§ AIM OF THE TASK:
The data below is to be returned in full and exactly.

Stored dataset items
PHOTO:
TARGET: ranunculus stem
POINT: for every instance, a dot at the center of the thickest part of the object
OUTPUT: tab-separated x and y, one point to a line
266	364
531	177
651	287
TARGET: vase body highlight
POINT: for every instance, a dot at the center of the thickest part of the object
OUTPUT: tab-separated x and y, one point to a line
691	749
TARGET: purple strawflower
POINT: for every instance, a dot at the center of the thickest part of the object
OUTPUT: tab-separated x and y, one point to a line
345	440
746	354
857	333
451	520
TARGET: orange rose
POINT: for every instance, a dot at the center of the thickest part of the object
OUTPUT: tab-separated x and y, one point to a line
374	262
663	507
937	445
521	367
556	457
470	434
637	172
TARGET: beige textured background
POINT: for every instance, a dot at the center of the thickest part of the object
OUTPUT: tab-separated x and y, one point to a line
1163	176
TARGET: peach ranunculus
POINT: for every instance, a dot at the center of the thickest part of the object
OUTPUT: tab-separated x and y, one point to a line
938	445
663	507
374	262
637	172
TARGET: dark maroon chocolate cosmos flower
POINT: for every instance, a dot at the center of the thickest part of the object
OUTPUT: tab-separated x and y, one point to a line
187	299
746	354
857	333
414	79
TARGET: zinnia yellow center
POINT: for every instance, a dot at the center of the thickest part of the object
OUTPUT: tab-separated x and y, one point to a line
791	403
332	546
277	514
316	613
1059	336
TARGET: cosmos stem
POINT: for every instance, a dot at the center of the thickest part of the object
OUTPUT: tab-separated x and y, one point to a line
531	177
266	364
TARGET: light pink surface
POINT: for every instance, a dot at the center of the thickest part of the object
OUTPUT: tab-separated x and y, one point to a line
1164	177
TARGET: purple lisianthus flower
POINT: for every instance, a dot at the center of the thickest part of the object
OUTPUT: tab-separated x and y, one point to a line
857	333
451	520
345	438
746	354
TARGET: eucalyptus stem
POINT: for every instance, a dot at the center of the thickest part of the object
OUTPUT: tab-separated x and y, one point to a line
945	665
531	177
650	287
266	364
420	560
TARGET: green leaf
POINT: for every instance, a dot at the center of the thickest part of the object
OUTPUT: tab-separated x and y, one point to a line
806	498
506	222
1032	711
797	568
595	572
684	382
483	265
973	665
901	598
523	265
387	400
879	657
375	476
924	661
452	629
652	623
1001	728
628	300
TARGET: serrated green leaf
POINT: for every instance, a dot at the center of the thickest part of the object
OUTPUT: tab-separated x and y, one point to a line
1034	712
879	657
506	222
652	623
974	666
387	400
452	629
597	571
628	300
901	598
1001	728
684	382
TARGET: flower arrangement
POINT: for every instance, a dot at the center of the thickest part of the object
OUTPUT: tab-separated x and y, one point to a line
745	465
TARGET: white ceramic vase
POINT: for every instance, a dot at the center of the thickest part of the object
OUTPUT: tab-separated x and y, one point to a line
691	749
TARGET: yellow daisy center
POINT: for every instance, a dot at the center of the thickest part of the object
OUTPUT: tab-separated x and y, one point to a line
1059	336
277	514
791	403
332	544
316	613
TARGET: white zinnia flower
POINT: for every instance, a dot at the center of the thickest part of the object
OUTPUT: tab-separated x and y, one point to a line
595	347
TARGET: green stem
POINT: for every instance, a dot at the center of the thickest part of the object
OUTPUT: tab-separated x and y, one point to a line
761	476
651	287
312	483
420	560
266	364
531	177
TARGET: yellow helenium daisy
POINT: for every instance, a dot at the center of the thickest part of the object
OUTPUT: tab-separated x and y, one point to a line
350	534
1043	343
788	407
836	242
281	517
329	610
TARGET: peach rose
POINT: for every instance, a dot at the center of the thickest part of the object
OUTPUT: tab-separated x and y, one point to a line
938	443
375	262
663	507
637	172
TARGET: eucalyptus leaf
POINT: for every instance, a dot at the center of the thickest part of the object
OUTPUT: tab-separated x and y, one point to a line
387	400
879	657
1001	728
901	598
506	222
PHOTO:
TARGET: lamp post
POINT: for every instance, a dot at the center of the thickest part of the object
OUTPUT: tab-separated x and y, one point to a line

§ FULL OUTPUT:
PHOTO:
TARGET: ranunculus stem
POINT: for every instance, a dot at the center of the thickest part of the object
OUTPUT: tab-separated x and y, one point to a line
266	364
531	177
651	287
TARGET: vase body highlight
POINT: for every instance, a dot at the center of the thickest part of the object
OUTPUT: tab-separated x and y, one point to a line
691	749
TARGET: purple strawflower
POINT: for every instance, a dot at the center of the thickest part of the object
OUTPUT: tab-separated x and y, one point to a line
345	440
746	354
857	333
451	520
TARGET: orange rose
POINT: for every instance, a dot at the center of the thickest part of the object
OUTPUT: tab-separated x and y, one point to a line
374	262
663	507
937	445
521	367
556	457
470	434
637	172
TARGET: beige textured background
POINT: for every instance, a dot at the center of the thickest part of the object
OUTPUT: tab-separated x and y, one point to a line
1163	176
TARGET: peach ranunculus
POINT: for every instance, a dot at the center of the thickest part of the object
OUTPUT: tab-separated x and y, one point to a line
938	445
663	507
374	262
637	172
TARGET: dark maroon chocolate cosmos flower
POINT: for every instance, a dot at the center of the thickest part of the object
OUTPUT: tab-separated x and y, one point to a line
187	299
746	354
857	333
414	79
TARGET: zinnia yellow center
POINT: for every instance, a dot at the center of the thickest part of the object
OUTPUT: tab-separated x and y, one point to a line
791	403
332	546
277	514
316	613
1059	336
TARGET: cosmos stem
POINT: for every instance, a dot at the center of the thickest part of the object
OUTPUT: tab-separated x and y, one point to a line
531	177
266	364
TARGET: light pink surface
POINT: for every instance, a dot at the center of the thickest part of the object
OUTPUT: tab-separated x and y, one point to a line
1164	177
TARGET: purple lisianthus flower
POINT: for every instance, a dot at the center of the thickest part of the object
OUTPUT: tab-separated x and y, one point to a line
857	333
451	520
345	438
746	354
TARGET: eucalyptus stem
POINT: for every instance, a dot at the center of the thickest part of the object
OUTPUT: tab-separated x and y, one point to a line
945	665
531	177
650	287
266	364
420	560
TARGET: green leaf
POINT: for every instance, a dot at the center of the thickest part of the object
OUTPUT: tab-separated x and y, one point to a line
806	498
506	222
1032	711
797	568
595	572
684	382
483	265
973	665
901	598
523	265
387	400
879	657
375	476
924	661
452	629
652	623
1001	728
628	300
TARGET: serrated green leaf
POINT: for every instance, a dot at the center of the thickest part of the object
OUTPUT: tab-separated x and y, one point to a line
1034	712
879	657
506	222
652	623
974	666
387	400
452	629
597	571
628	300
901	598
1001	728
684	382
TARGET: flower arrangement
POINT: for every instance, a dot at the center of the thickest part of the object
OUTPUT: tab-separated x and y, one point to a line
745	465
TARGET: white ceramic vase
POINT: for every instance, a dot at the center of the thickest part of the object
OUTPUT: tab-separated x and y, one point to a line
691	749
TARGET: yellow daisy center
POINT: for every instance, a dot at the center of the thickest part of the object
OUTPUT: tab-separated x and y, one point to a line
1059	336
277	514
791	403
332	544
316	613
TARGET: white zinnia flower
POINT: for every instance, a dot at the center of the thickest part of the object
OUTPUT: tab-separated x and y, one point to a line
595	347
TARGET: green stem
POINT: for every instance, a dot at the center of the thickest part of the object
OUTPUT: tab-separated x and y, one point to a line
761	476
651	287
312	483
420	560
266	364
531	177
TARGET: yellow helenium daisy
POINT: for every instance, a dot at the center of the thickest part of the object
OUTPUT: tab-separated x and y, one point to a line
350	534
1043	343
788	407
836	242
281	517
329	610
TARGET: peach rose
POINT: for every instance, a dot at the center of the thickest part of the object
OUTPUT: tab-separated x and y, one point to a line
938	443
375	262
663	507
637	172
TARGET: eucalyptus leaf
POINT: for every instance, a dot at the center of the thickest part of the object
OUTPUT: tab-separated x and y, one point to a line
387	400
879	657
1001	728
901	598
506	222
PHOTO:
TARGET: lamp post
POINT: for every instance, a dot at the center of the thickest part of the object
OUTPUT: tab-separated x and y, one point to a line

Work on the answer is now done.